What is asked: Print the part of the records that opens with the line containing "instance of dark" and runs through the end of the records, keeping every line exactly as it appears.

A run of records:
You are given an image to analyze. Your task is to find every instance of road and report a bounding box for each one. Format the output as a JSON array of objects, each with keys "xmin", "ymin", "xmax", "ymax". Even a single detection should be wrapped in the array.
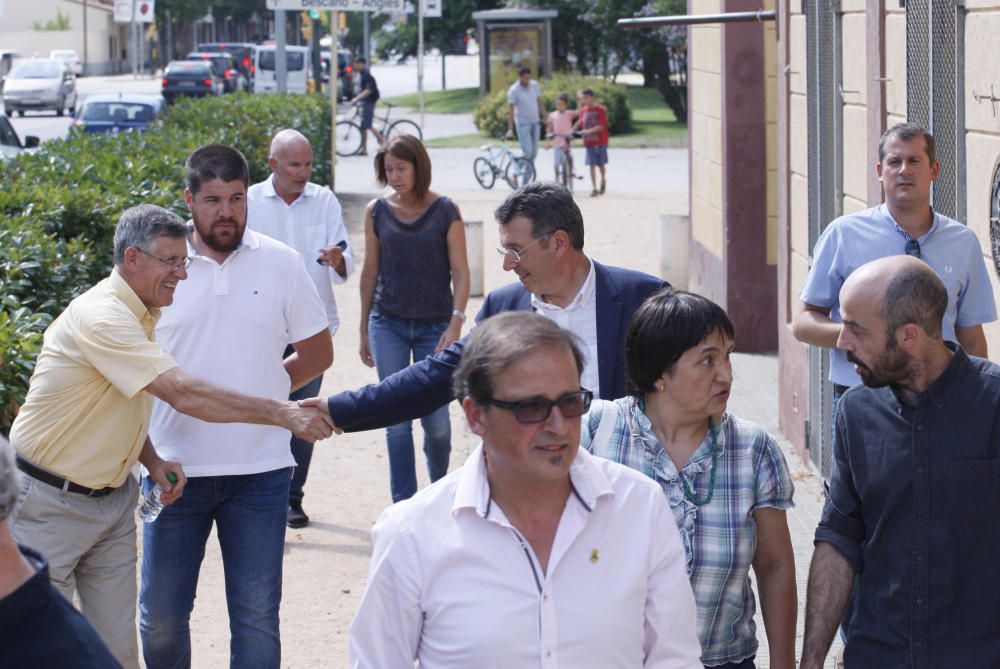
[{"xmin": 2, "ymin": 56, "xmax": 479, "ymax": 142}]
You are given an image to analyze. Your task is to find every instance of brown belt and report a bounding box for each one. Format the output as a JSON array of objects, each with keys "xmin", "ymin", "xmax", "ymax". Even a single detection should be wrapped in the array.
[{"xmin": 17, "ymin": 454, "xmax": 118, "ymax": 497}]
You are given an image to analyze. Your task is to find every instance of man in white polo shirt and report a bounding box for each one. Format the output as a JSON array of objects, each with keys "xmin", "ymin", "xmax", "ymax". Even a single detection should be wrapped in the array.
[
  {"xmin": 348, "ymin": 311, "xmax": 701, "ymax": 669},
  {"xmin": 247, "ymin": 128, "xmax": 354, "ymax": 528},
  {"xmin": 139, "ymin": 144, "xmax": 333, "ymax": 669}
]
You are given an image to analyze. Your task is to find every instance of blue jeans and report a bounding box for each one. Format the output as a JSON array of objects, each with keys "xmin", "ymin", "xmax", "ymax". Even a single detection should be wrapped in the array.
[
  {"xmin": 139, "ymin": 468, "xmax": 291, "ymax": 669},
  {"xmin": 516, "ymin": 122, "xmax": 542, "ymax": 163},
  {"xmin": 285, "ymin": 345, "xmax": 323, "ymax": 504},
  {"xmin": 368, "ymin": 311, "xmax": 451, "ymax": 502}
]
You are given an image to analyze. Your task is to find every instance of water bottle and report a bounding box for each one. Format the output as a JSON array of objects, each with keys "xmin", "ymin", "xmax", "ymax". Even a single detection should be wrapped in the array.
[{"xmin": 139, "ymin": 472, "xmax": 177, "ymax": 523}]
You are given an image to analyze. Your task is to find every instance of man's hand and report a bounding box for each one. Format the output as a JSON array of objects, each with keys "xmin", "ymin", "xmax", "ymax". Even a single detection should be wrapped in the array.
[
  {"xmin": 298, "ymin": 397, "xmax": 344, "ymax": 434},
  {"xmin": 316, "ymin": 244, "xmax": 347, "ymax": 276},
  {"xmin": 282, "ymin": 402, "xmax": 334, "ymax": 442},
  {"xmin": 146, "ymin": 458, "xmax": 187, "ymax": 506}
]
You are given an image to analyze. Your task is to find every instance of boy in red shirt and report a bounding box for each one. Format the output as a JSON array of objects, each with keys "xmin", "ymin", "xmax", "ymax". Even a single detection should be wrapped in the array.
[{"xmin": 575, "ymin": 88, "xmax": 608, "ymax": 197}]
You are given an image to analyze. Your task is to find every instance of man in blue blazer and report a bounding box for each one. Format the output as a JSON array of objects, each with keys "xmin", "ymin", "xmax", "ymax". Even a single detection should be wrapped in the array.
[{"xmin": 302, "ymin": 182, "xmax": 667, "ymax": 432}]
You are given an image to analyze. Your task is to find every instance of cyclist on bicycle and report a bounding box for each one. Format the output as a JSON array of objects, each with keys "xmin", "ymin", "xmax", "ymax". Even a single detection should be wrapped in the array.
[{"xmin": 545, "ymin": 93, "xmax": 576, "ymax": 181}]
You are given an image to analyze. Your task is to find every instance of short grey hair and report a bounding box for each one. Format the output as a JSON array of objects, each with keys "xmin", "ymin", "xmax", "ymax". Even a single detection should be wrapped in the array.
[
  {"xmin": 115, "ymin": 204, "xmax": 188, "ymax": 267},
  {"xmin": 452, "ymin": 311, "xmax": 583, "ymax": 406},
  {"xmin": 0, "ymin": 435, "xmax": 21, "ymax": 520}
]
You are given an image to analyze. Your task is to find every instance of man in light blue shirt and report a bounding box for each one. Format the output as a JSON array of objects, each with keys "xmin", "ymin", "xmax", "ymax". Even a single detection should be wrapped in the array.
[
  {"xmin": 507, "ymin": 67, "xmax": 545, "ymax": 163},
  {"xmin": 793, "ymin": 123, "xmax": 997, "ymax": 395}
]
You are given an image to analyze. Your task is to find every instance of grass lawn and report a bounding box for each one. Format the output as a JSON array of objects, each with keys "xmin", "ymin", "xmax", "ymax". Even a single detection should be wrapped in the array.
[
  {"xmin": 416, "ymin": 86, "xmax": 687, "ymax": 149},
  {"xmin": 386, "ymin": 86, "xmax": 479, "ymax": 114}
]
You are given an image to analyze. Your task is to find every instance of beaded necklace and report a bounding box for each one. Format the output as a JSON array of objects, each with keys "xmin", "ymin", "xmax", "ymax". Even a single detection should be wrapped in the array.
[{"xmin": 677, "ymin": 416, "xmax": 719, "ymax": 506}]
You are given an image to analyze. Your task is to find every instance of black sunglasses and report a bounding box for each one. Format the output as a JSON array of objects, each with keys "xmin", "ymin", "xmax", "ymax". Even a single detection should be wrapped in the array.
[{"xmin": 487, "ymin": 390, "xmax": 594, "ymax": 423}]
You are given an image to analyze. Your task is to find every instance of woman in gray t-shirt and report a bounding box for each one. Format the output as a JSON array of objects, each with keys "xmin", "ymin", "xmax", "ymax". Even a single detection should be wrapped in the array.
[{"xmin": 360, "ymin": 135, "xmax": 469, "ymax": 502}]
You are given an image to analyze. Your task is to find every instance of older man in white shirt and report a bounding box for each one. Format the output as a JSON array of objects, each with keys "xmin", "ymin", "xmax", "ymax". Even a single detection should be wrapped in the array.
[
  {"xmin": 247, "ymin": 129, "xmax": 354, "ymax": 528},
  {"xmin": 349, "ymin": 312, "xmax": 701, "ymax": 669}
]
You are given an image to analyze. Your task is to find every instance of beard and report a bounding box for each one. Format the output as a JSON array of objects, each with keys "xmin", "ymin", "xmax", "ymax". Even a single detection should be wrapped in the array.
[
  {"xmin": 194, "ymin": 218, "xmax": 246, "ymax": 253},
  {"xmin": 847, "ymin": 337, "xmax": 913, "ymax": 388}
]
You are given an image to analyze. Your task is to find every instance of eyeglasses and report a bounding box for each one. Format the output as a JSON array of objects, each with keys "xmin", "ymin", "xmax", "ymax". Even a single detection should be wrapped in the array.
[
  {"xmin": 488, "ymin": 390, "xmax": 594, "ymax": 423},
  {"xmin": 136, "ymin": 248, "xmax": 191, "ymax": 271},
  {"xmin": 497, "ymin": 232, "xmax": 552, "ymax": 264}
]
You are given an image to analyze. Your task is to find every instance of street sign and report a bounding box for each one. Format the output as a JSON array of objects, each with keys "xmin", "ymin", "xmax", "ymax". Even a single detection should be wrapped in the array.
[
  {"xmin": 115, "ymin": 0, "xmax": 156, "ymax": 23},
  {"xmin": 267, "ymin": 0, "xmax": 406, "ymax": 12},
  {"xmin": 421, "ymin": 0, "xmax": 443, "ymax": 19},
  {"xmin": 135, "ymin": 0, "xmax": 155, "ymax": 23}
]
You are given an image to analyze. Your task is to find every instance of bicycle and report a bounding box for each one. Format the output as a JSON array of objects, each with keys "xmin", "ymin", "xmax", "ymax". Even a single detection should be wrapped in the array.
[
  {"xmin": 552, "ymin": 132, "xmax": 583, "ymax": 193},
  {"xmin": 472, "ymin": 139, "xmax": 535, "ymax": 190},
  {"xmin": 334, "ymin": 102, "xmax": 424, "ymax": 156}
]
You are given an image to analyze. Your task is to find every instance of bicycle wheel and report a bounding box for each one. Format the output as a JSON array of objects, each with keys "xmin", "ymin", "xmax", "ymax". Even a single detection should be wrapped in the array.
[
  {"xmin": 385, "ymin": 118, "xmax": 424, "ymax": 142},
  {"xmin": 504, "ymin": 156, "xmax": 535, "ymax": 188},
  {"xmin": 335, "ymin": 121, "xmax": 365, "ymax": 156},
  {"xmin": 472, "ymin": 156, "xmax": 497, "ymax": 190}
]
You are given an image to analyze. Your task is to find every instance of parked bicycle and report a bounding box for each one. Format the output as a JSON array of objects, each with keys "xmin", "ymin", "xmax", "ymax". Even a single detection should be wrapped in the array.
[
  {"xmin": 552, "ymin": 132, "xmax": 583, "ymax": 192},
  {"xmin": 472, "ymin": 139, "xmax": 535, "ymax": 189},
  {"xmin": 334, "ymin": 102, "xmax": 424, "ymax": 156}
]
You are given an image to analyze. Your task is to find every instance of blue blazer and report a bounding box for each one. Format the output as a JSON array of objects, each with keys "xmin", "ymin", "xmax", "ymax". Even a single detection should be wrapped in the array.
[{"xmin": 327, "ymin": 261, "xmax": 668, "ymax": 432}]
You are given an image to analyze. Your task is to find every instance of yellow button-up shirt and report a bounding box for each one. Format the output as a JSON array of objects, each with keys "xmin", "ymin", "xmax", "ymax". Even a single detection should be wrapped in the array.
[{"xmin": 10, "ymin": 270, "xmax": 177, "ymax": 488}]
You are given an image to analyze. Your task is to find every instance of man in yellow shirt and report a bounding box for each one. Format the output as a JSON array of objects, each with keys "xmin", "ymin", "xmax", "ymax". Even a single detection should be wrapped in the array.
[{"xmin": 10, "ymin": 205, "xmax": 332, "ymax": 667}]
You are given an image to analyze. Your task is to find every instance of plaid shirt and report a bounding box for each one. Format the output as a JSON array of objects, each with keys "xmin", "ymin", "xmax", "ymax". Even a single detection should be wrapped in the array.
[{"xmin": 581, "ymin": 397, "xmax": 794, "ymax": 666}]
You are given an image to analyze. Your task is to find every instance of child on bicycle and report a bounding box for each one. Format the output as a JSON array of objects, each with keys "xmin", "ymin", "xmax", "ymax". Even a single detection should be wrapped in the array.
[
  {"xmin": 574, "ymin": 88, "xmax": 608, "ymax": 197},
  {"xmin": 545, "ymin": 93, "xmax": 576, "ymax": 181}
]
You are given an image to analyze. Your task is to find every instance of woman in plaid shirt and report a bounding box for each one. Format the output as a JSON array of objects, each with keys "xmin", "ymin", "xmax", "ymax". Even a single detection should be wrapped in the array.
[{"xmin": 581, "ymin": 288, "xmax": 797, "ymax": 669}]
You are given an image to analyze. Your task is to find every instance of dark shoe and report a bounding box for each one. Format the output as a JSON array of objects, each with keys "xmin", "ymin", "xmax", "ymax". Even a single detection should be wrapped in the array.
[{"xmin": 285, "ymin": 502, "xmax": 309, "ymax": 530}]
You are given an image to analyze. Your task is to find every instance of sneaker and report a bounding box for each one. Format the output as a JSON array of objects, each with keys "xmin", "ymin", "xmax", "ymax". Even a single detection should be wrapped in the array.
[{"xmin": 285, "ymin": 502, "xmax": 309, "ymax": 529}]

Final result:
You are given an image to analyze. Your task is to find every instance of dark shoe and report a bounding box for each one. Format the output as a JSON array of objects, each with keys "xmin", "ymin", "xmax", "ymax". Even a single detection should be wrapped in the array.
[{"xmin": 285, "ymin": 502, "xmax": 309, "ymax": 530}]
You are given an image to analyze. Your task is to find every instance of sneaker and report a bounding box for each one. Format the output as a JSON array of objects, each with keys "xmin", "ymin", "xmax", "ymax". Even a single detection should be wrapped in the array.
[{"xmin": 285, "ymin": 502, "xmax": 309, "ymax": 529}]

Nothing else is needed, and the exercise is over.